» **THE REQUEST**:
Which lines run from the line with "Guideline: for every instance of the leafy" to the end of the entries? Write out exactly those, leaving out the pictures.

begin TASK MATERIAL

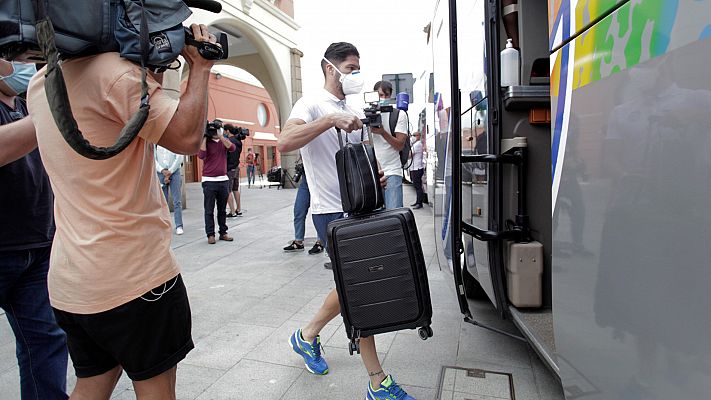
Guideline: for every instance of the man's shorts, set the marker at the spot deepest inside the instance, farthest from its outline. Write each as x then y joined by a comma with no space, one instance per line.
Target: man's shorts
146,336
233,176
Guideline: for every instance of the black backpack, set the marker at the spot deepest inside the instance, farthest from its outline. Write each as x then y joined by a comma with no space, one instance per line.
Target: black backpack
405,152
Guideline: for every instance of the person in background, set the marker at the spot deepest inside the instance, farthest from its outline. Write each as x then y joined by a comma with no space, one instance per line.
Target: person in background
387,147
26,234
417,169
215,186
168,168
250,167
233,198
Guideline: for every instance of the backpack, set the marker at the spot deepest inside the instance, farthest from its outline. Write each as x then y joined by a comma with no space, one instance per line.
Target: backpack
44,30
405,160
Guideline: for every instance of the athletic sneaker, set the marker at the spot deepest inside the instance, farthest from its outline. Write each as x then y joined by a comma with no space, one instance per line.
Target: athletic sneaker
294,246
388,390
311,352
318,247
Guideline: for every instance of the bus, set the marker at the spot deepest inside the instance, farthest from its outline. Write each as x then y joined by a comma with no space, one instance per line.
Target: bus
577,202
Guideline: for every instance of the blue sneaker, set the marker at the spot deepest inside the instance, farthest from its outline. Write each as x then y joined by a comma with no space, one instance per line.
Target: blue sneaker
311,353
388,390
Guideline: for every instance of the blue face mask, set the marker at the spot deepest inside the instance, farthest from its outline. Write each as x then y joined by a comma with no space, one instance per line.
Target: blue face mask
20,77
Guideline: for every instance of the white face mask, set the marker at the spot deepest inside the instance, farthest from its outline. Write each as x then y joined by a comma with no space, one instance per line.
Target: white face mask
351,83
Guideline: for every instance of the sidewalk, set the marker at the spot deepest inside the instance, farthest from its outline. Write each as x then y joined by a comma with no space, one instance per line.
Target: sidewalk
248,296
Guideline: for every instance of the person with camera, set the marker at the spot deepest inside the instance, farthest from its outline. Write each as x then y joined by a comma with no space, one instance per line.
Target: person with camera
236,136
250,160
387,147
168,169
215,183
114,282
26,233
312,127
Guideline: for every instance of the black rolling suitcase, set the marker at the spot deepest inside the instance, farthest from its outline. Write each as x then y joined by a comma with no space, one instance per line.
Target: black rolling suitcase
380,274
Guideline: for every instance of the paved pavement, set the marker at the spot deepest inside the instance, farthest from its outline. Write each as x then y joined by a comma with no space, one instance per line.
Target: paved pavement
248,296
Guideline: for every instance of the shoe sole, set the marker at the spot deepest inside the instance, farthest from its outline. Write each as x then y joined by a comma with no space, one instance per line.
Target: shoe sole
293,347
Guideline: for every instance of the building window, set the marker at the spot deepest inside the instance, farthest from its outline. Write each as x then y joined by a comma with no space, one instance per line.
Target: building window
262,115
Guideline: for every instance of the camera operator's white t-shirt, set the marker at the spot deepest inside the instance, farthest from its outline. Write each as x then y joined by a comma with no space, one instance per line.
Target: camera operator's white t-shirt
319,155
387,156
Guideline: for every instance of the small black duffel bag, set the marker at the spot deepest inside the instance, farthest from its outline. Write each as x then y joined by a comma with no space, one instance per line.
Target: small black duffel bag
358,177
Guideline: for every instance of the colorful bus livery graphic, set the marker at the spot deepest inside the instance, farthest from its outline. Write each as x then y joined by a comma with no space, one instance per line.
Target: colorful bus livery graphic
606,42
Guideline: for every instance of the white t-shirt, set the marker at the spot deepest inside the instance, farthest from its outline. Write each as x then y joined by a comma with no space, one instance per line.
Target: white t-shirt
319,155
417,161
387,156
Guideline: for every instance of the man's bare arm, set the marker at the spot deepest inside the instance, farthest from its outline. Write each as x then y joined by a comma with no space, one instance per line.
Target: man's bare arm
16,140
297,133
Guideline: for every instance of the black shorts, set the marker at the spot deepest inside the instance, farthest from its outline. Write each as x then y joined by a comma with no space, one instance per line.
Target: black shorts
146,336
233,180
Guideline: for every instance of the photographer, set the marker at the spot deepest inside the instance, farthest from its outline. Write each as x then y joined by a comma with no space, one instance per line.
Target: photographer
236,136
215,183
387,147
311,127
26,233
114,282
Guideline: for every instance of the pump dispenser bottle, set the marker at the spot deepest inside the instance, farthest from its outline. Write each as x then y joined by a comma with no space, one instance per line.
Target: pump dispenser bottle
510,66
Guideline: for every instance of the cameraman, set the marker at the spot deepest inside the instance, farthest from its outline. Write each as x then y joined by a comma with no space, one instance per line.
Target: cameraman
114,282
236,136
26,233
215,183
387,147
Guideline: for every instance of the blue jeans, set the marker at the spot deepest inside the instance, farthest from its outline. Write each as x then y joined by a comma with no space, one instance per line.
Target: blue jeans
215,193
250,174
393,192
40,345
301,208
174,186
321,223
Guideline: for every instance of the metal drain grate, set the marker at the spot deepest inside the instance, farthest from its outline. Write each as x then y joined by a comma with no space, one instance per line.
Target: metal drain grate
456,383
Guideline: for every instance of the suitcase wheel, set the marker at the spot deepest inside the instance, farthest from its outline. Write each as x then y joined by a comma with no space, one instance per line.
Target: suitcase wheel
354,347
425,332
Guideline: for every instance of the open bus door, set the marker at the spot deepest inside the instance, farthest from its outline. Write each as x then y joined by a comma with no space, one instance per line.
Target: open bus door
496,180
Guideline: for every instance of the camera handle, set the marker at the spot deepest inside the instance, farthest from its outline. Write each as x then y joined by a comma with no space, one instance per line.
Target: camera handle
58,98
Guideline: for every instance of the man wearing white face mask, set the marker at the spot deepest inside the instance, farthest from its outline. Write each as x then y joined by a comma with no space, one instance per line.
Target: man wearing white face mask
312,127
26,234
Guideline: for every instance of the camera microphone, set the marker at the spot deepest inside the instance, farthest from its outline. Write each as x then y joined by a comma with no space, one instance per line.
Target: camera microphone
207,5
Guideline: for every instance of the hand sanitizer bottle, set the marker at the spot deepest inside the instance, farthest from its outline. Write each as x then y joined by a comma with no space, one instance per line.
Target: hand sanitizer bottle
510,66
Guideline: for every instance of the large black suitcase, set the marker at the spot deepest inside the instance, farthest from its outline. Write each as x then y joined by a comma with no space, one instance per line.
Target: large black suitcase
380,274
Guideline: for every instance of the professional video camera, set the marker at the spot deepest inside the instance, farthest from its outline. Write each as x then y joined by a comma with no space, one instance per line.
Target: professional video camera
240,133
373,113
212,127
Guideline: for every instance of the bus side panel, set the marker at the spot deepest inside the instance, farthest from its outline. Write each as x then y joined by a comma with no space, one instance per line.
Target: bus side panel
631,155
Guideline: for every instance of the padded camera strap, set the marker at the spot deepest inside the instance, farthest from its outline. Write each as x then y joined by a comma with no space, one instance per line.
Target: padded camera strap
58,99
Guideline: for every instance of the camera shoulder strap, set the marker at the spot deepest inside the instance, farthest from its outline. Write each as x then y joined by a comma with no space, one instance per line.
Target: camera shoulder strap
56,91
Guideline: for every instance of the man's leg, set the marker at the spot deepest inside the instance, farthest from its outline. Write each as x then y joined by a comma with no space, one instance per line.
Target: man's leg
221,196
208,191
161,387
176,182
41,345
301,209
98,387
163,186
393,192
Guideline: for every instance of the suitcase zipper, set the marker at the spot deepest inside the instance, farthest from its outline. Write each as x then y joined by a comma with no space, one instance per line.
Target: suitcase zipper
375,181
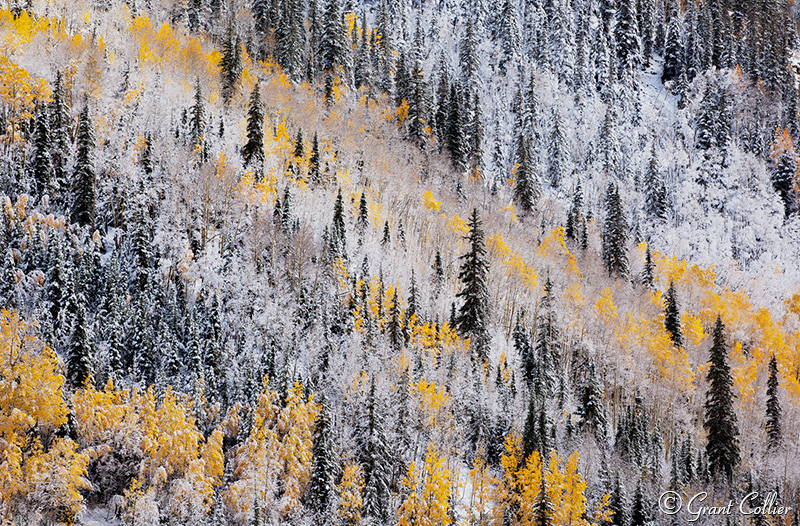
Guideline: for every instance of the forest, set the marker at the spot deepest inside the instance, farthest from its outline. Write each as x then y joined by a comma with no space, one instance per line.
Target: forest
399,262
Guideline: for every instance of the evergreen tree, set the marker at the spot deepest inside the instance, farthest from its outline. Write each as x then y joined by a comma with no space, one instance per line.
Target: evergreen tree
198,122
673,52
333,47
672,316
372,450
230,64
647,278
321,488
615,234
253,150
655,190
547,349
526,188
557,151
80,356
41,164
84,193
626,36
774,434
59,132
592,409
722,448
473,316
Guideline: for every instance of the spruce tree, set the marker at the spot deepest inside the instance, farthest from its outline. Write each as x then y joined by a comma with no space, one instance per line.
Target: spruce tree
80,355
526,188
41,164
722,448
84,193
230,64
372,450
773,426
321,488
473,316
59,132
672,316
253,151
615,234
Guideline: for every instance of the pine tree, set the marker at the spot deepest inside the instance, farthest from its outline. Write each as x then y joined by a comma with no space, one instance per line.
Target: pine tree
774,435
333,47
648,278
615,234
673,52
626,36
230,64
592,410
314,162
253,151
80,356
655,190
41,165
547,349
639,515
373,454
722,448
557,151
526,188
198,122
83,188
473,316
321,488
59,132
672,316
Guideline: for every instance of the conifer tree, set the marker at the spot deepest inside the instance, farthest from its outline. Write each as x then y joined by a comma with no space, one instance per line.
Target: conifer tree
84,194
722,447
321,484
773,426
672,316
80,356
647,278
253,151
655,190
473,316
198,122
372,450
314,161
615,234
333,46
230,64
526,188
59,126
673,52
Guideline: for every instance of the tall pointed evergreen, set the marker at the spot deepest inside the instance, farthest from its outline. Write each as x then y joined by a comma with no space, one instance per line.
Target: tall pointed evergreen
84,193
720,422
253,151
615,234
774,434
473,316
672,316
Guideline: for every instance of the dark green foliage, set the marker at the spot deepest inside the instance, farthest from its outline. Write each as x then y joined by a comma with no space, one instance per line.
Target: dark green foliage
720,422
672,316
773,426
230,64
473,316
84,194
253,151
615,234
321,488
80,355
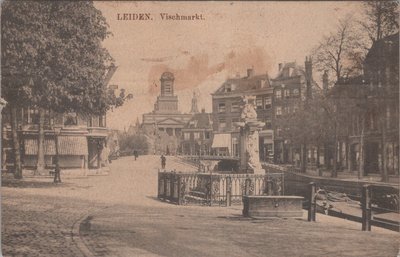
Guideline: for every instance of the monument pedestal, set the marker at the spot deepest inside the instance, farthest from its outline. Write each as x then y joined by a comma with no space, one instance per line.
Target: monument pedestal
263,206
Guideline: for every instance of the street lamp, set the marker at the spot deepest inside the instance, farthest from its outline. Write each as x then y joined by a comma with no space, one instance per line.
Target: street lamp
57,171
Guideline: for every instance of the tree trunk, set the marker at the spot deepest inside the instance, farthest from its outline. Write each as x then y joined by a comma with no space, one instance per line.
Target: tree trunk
16,145
361,151
40,166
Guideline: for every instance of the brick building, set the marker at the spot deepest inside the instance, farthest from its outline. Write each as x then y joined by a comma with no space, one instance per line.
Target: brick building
163,126
81,139
373,127
197,135
291,87
226,109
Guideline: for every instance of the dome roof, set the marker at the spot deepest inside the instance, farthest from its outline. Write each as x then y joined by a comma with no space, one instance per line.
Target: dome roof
167,76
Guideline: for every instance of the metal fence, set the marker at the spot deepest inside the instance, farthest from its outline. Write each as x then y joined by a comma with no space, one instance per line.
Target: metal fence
216,189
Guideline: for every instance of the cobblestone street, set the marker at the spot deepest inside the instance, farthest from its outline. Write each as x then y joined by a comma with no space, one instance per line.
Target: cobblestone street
118,215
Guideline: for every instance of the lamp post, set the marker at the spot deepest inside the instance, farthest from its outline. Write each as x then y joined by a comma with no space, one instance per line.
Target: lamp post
57,171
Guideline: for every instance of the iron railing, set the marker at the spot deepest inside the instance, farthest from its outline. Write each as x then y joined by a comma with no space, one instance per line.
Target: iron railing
216,189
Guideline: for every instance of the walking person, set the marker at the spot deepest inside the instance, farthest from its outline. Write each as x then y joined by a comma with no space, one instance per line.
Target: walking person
163,161
57,170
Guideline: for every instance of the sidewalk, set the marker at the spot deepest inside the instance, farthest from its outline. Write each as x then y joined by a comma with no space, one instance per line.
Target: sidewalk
119,215
341,175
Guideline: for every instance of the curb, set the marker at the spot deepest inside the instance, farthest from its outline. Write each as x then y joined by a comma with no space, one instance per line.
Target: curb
76,238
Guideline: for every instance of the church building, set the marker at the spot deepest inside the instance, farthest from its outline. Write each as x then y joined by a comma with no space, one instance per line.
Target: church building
165,123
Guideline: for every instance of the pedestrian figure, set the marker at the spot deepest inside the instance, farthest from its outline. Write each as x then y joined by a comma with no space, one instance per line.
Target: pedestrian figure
57,171
163,161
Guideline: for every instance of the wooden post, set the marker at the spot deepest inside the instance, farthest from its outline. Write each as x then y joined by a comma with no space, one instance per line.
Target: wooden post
247,186
366,208
269,186
312,199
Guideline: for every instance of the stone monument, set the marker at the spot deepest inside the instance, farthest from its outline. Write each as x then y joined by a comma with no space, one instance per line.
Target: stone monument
249,128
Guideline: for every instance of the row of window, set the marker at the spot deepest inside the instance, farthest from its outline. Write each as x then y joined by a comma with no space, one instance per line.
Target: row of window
222,123
195,135
279,93
32,116
261,103
285,110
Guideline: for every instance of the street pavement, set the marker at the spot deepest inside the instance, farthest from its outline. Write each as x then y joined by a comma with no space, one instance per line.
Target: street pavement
119,215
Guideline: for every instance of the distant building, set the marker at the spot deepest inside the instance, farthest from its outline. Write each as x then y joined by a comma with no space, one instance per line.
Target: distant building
80,142
164,124
373,138
292,86
226,109
197,135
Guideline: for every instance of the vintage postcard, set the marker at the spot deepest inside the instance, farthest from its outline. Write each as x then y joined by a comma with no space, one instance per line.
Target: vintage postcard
137,128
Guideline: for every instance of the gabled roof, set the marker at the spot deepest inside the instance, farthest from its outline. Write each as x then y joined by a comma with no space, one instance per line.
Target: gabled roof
390,47
200,121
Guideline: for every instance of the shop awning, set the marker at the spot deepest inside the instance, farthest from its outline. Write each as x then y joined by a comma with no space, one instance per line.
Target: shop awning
72,145
222,140
31,146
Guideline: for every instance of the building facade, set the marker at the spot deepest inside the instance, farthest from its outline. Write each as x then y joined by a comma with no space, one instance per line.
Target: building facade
164,124
197,135
81,139
372,141
227,107
291,87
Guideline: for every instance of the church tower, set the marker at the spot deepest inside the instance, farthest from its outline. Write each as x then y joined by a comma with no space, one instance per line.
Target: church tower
167,102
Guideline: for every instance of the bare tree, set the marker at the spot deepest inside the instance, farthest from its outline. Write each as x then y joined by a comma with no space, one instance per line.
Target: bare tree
341,52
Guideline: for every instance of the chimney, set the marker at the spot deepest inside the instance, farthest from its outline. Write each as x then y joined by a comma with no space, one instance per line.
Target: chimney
308,70
325,81
250,73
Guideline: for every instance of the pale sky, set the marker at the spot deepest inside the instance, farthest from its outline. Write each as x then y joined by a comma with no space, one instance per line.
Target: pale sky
203,53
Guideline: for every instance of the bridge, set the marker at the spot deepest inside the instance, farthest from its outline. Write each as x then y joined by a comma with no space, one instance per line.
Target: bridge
210,157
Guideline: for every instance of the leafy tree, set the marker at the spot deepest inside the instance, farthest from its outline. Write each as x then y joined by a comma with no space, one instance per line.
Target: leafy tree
341,52
129,143
54,59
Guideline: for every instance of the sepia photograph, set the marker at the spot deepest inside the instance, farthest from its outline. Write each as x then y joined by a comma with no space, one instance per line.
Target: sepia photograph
199,128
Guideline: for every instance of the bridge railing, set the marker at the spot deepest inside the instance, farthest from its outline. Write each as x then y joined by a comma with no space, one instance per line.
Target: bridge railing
216,189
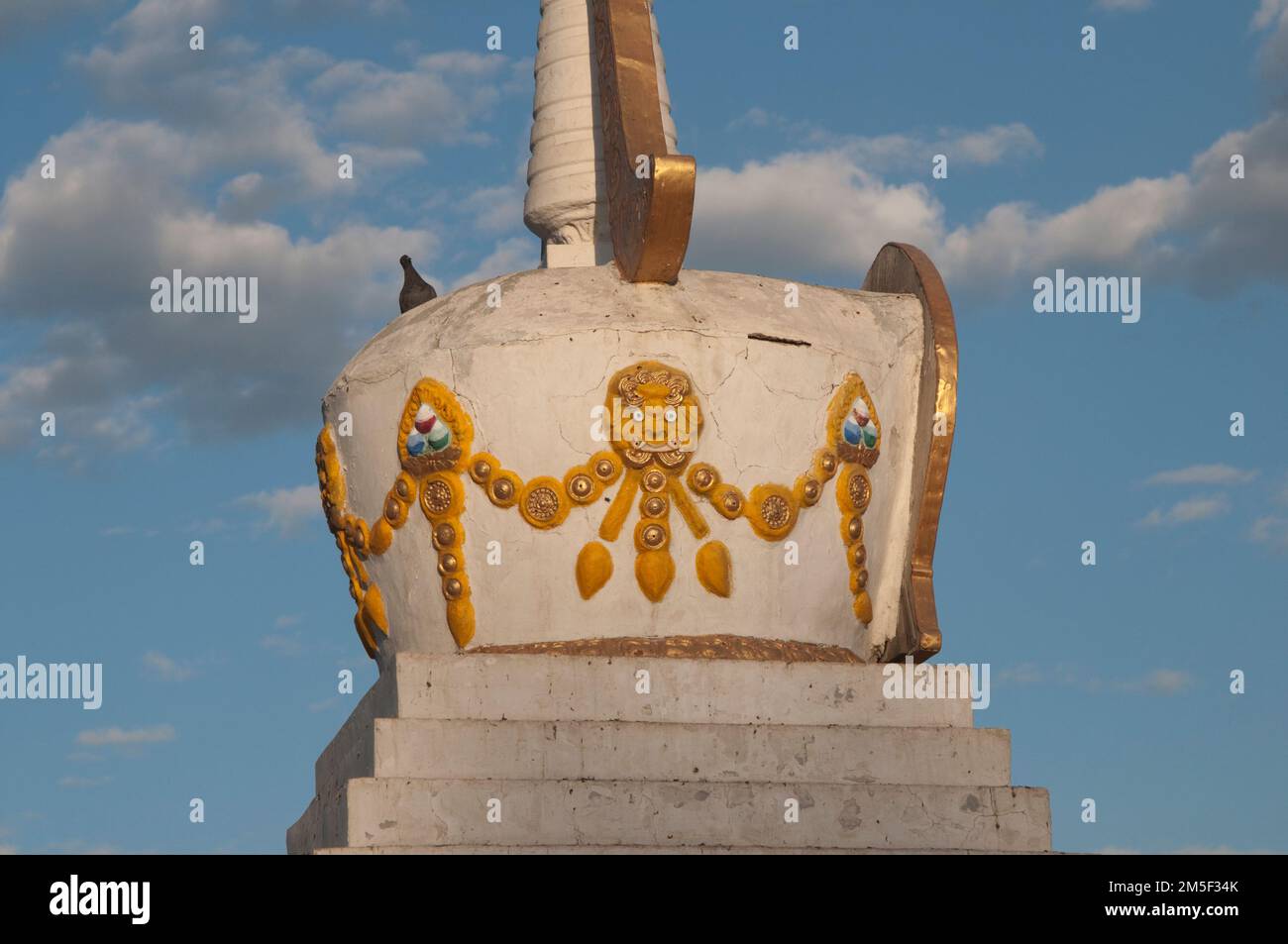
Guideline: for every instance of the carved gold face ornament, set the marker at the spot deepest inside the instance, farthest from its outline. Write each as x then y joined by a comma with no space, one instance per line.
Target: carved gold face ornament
651,459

end TASK MATERIAL

» **TASK OUTPUT**:
Guideline: for every instance of the leafy tree, set the marker at the spot deepest inside the instance, farthest from its outline. Write each as x then y joined by a comma with no space, one instance per line.
Target: leafy tree
341,52
129,143
54,59
Guideline: for every instance of the sepia photograph, set the marker at the spot deepest inside the instance, farthest from its outline. Write each as x then y joined by a comma with no space, one instance per line.
Target: sepia photograph
199,128
Guideline: for every instance of the bridge railing, set the marker at the spot deepest inside the instance, farthest from its outline. Write each as x then y joined by a comma with no space, one instance per line.
Target: bridge railing
216,189
Guideline: for every instance of the carved gold face ornament, set the marker at the spot deepest inside the instance, farthest from its outline. Write each as x then y joined by a comma with no space, one instance per line.
Target: carved gold face ornament
651,459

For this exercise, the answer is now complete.